• **Problem details**: Recast the material from the line containing "of the person" down to the line containing "257], [379, 211]]]", both included, as a JSON list of strings with one string per line. Skip blank lines and leave the pictures out of the answer.

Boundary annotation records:
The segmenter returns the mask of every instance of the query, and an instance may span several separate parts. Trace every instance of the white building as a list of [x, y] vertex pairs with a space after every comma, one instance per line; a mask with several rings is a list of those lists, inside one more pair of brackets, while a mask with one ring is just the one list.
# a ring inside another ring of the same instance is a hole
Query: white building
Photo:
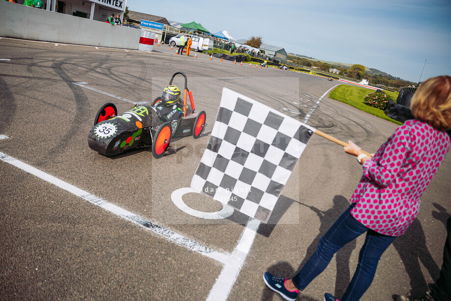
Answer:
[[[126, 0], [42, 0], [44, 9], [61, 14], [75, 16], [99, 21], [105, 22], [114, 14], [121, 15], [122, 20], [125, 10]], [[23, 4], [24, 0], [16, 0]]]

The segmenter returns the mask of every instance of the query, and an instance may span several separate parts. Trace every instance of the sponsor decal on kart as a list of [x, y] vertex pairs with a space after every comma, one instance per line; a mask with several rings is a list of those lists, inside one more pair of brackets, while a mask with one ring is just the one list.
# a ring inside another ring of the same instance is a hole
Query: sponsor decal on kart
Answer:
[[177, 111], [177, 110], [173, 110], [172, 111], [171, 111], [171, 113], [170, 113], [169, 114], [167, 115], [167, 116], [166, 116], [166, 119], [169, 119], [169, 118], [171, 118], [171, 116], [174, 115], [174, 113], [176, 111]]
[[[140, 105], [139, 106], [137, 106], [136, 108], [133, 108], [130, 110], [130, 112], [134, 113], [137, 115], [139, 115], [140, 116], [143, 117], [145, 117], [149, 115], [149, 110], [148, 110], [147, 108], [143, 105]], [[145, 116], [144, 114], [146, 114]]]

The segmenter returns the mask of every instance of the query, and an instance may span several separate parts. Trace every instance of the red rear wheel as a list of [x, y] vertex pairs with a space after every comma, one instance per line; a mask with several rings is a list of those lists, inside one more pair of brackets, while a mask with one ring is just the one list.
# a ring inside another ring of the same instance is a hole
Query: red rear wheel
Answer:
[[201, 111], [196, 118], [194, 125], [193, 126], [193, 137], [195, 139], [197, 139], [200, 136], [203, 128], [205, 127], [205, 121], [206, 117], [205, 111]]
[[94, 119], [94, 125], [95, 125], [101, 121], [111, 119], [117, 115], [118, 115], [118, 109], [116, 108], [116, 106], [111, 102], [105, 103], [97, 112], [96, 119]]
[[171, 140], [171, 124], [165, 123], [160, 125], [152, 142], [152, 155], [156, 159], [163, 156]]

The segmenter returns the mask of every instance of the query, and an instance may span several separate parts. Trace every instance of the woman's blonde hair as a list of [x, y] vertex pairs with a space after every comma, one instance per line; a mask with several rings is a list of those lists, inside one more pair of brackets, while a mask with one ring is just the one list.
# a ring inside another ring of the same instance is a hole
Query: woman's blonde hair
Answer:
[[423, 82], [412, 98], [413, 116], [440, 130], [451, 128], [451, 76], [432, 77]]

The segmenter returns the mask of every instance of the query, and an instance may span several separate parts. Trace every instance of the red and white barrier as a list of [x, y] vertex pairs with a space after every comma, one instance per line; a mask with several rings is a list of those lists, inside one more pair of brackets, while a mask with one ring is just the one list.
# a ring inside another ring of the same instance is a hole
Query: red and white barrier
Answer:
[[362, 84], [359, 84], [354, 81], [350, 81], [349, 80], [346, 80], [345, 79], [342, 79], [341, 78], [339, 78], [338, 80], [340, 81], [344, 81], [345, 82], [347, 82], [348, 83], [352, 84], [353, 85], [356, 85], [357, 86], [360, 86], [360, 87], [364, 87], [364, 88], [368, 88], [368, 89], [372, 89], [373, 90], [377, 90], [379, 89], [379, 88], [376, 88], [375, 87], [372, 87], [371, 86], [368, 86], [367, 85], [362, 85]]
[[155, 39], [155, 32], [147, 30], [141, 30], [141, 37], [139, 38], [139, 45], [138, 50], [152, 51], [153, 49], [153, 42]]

...

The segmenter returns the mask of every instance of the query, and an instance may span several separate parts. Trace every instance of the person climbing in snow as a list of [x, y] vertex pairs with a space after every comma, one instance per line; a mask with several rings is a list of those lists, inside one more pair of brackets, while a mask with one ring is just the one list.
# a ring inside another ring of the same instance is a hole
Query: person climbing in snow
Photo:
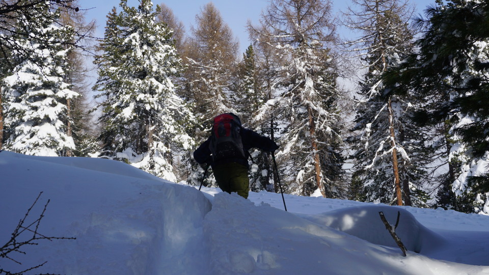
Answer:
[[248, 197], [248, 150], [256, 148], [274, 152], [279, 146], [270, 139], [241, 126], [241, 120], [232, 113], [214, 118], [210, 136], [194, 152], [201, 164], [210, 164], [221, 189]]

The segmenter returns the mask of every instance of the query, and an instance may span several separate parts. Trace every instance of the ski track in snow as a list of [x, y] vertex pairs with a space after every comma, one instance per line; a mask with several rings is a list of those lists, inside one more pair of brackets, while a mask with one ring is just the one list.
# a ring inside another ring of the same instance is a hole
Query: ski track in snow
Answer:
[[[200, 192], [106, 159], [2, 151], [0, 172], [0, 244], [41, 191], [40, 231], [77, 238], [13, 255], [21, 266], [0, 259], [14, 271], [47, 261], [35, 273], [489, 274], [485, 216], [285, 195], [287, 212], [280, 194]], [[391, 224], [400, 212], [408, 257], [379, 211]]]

==

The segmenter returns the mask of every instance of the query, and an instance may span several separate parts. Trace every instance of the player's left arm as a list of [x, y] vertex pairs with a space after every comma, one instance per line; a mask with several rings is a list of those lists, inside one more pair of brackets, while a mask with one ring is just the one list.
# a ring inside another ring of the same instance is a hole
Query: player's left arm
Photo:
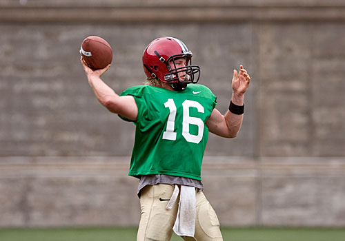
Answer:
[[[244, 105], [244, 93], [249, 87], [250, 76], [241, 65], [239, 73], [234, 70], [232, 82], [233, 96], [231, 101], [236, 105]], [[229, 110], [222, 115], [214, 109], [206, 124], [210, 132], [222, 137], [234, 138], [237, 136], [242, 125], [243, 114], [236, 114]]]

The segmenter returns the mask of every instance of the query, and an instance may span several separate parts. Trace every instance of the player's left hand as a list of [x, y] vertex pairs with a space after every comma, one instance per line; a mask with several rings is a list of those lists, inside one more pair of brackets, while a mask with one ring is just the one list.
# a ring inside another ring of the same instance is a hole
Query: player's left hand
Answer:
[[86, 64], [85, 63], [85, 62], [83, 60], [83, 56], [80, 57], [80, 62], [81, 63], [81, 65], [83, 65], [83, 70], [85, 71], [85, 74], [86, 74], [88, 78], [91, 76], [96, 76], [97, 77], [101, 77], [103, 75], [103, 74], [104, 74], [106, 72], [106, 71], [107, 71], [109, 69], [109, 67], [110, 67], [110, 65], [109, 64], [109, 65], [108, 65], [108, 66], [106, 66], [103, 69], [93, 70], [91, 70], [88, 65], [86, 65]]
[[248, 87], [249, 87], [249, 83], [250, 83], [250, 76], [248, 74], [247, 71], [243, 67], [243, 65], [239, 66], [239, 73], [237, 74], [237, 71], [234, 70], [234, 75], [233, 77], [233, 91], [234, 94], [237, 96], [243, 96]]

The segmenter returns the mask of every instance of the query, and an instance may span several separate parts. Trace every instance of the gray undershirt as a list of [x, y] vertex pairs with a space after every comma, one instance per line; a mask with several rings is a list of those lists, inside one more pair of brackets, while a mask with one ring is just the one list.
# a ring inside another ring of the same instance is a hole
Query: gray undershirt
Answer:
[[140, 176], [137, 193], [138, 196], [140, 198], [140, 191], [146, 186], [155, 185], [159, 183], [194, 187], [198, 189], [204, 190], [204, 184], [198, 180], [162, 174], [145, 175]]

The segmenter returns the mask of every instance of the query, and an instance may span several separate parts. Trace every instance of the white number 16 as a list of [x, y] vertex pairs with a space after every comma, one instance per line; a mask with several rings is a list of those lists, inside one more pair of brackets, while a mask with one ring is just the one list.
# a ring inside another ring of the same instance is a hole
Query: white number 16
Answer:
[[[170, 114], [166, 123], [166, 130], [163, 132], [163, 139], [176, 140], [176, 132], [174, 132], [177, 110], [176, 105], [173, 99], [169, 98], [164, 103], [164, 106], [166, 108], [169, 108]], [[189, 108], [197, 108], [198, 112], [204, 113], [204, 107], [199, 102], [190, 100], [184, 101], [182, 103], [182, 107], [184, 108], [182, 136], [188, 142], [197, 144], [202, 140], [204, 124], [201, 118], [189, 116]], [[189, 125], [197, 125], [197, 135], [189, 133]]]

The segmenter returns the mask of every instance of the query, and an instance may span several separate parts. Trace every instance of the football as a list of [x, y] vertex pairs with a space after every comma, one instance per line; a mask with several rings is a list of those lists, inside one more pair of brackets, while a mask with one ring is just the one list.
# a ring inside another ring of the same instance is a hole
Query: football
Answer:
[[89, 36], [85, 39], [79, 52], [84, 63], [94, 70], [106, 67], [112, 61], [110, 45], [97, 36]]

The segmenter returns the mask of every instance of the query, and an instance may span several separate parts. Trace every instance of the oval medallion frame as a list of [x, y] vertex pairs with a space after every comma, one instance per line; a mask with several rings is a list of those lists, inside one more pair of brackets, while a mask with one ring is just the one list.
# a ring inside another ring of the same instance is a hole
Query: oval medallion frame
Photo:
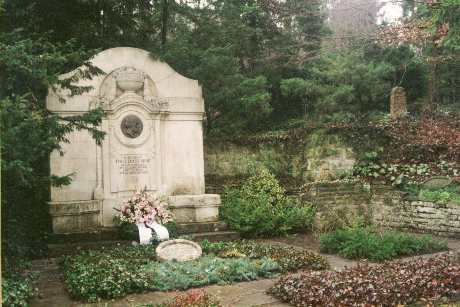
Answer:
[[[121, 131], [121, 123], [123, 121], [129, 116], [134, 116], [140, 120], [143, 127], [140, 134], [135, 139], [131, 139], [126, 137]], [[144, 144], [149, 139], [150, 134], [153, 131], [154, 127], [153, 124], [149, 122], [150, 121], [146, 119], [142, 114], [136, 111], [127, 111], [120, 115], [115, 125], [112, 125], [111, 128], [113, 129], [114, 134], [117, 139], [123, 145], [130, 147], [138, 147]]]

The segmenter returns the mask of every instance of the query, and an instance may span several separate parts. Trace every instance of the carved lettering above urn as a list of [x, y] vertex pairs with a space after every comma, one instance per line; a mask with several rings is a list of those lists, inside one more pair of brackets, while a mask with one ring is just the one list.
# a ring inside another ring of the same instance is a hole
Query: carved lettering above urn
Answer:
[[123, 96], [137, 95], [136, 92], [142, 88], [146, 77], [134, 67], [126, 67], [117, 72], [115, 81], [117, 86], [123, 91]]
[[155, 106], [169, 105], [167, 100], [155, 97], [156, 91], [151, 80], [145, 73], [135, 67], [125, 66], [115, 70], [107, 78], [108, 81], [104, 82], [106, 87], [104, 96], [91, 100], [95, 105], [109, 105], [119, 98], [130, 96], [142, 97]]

• **Correct response**:
[
  "The segmenter returns the mask of every instance of the query, and an instance may span several separate parts. Trace every instance of the person climbing in snow as a list of [x, y] vertex pairs with a space after every comma, one instance per line; a mask with several rings is a list of those lists, inside one more pair of brackets, while a mask with one ring is just the one list.",
  "# a ring inside another ring of the same instance is a hole",
  "Query: person climbing in snow",
  "Photo:",
  "Answer:",
  "[[248, 197], [248, 150], [256, 148], [274, 152], [279, 146], [270, 139], [241, 126], [241, 120], [232, 113], [214, 118], [210, 136], [194, 152], [201, 164], [210, 164], [221, 189]]",
  "The segmenter returns the mask of every instance of the query, and an instance may span several separate parts. Trace every instance of the ski track in snow as a list of [x, y] vertex pairs with a space after every comma, one instance per line; a mask with several rings is a list of those lists, inside one more pair of brackets, while a mask with one ring is just the one list.",
  "# a ring inside another ring of the same instance is a hole",
  "Query: ski track in snow",
  "Answer:",
  "[[[200, 192], [106, 159], [2, 151], [0, 172], [0, 244], [41, 191], [40, 231], [77, 238], [13, 255], [21, 266], [0, 259], [14, 271], [47, 261], [35, 273], [489, 274], [485, 216], [285, 195], [287, 212], [280, 194]], [[391, 224], [400, 212], [408, 257], [379, 211]]]"
]